**Exercise text**:
Perhaps it is more accurate to say, then, that what Call the Midwife has cracked is a recipe for introducing change while appearing to stay the same. Its themes feel authentic but move with the times; each episode introduces ‘stories of the week’ characters whose concerns and experiences are treated with detail and respect. Even its cast changes are handled with unusual ease. Original lead Jessica Raine left in series three and fan favourite Miranda Hart in series four, but the show didn’t even seem to miss a stride with the arrival of the likes of bustling Phyllis (Linda Bassett) and the eminently practical Patsy (Emerald Fennell, sporting bombshell red hair). And while they acknowledge realities such as racism and stigma, Call the Midwife doesn’t use a conservative time as an excuse to constantly perpetuate myths, either. There was a vintage lesbian love story for Patsy and fellow nurse Delia (Kate Lamb), and when the actresses left the series, they escaped ‘bury your gays’ when they were sent off on a round-the-world trip. The vibrant ethnic makeup of the East End is prominent and there’s practically an unmarried mother featured every other week.

In season six, Nonnatus took the opportunity to open up its primarily middle-class ranks to working-class East End nurse Valerie (Jennifer Kirby). In season seven, new midwife Lucille (Leonie Elliott) arrives from the West Indies as part of the Windrush generation of Caribbean immigration to the UK. The show is even holding its own in the marital absence of Jack Ashton’s dishy curate Tom (known round our place as ‘The Hot Reverend’) and Barbara (Charlotte Ritchie), who are set to return later this year. Through all this, head nun Sister Julienne (Jenny Agutter) and Sister Monica Joan (Pam Ferris), an elderly, cake-loving eccentric who was one of the first qualified midwives in the country, have been a steadying presence, while in secular matters that role has been fulfilled by Dr. Turner (Stephen McGann) and nursing nun turned multi-tasking housewife Shelagh (Laura Main).

Nonnatus House never feels like a rotating door of new faces and slim backstories, because Call the Midwife’s characters do a lot more with their on-screen time than the eight-hour series run time would suggest. It showcases a gentle build-up of well-rounded, believable, multi-faceted characters. Barbara may seem shy and prim, but she grew up poor, and is good in a crisis. Sister Julienne shepherds her charges with a firm but temperate touch, showing an immense capacity for compassion.

**Information supplied**:

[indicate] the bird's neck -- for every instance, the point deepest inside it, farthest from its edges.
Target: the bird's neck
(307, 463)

**Tasks**:
#1 Reproduce the passage about Call the Midwife word for word, between "Nonnatus House never" and "capacity for compassion.", inclusive.
#2 Pick up the text about Call the Midwife after its final sentence and write what comes next.
None of the lines have any bearing on what you are asked to do here.

**Outputs for the tasks**:
#1
Nonnatus House never feels like a rotating door of new faces and slim backstories, because Call the Midwife’s characters do a lot more with their on-screen time than the eight-hour series run time would suggest. It showcases a gentle build-up of well-rounded, believable, multi-faceted characters. Barbara may seem shy and prim, but she grew up poor, and is good in a crisis. Sister Julienne shepherds her charges with a firm but temperate touch, showing an immense capacity for compassion.

#2
Indeed, if there’s anything that Call the Midwife makes people nostalgic for, it’s probably this. There is an intensely personal compassion to such one-on-one, face-to-face scenes. These are characters who visit new mothers sometimes twice a day for weeks, getting to know them, to know their families, sharing and halving their problems. It is a world that puts value on things like knowing your neighbour’s name and putting your empty glass bottles out for the milkman in the morning. The diverse communities of Poplar can be overcrowded and overbearing, but they evoke a sense of belonging; the midwife’s uniform is the audience’s rare golden ticket through their doors.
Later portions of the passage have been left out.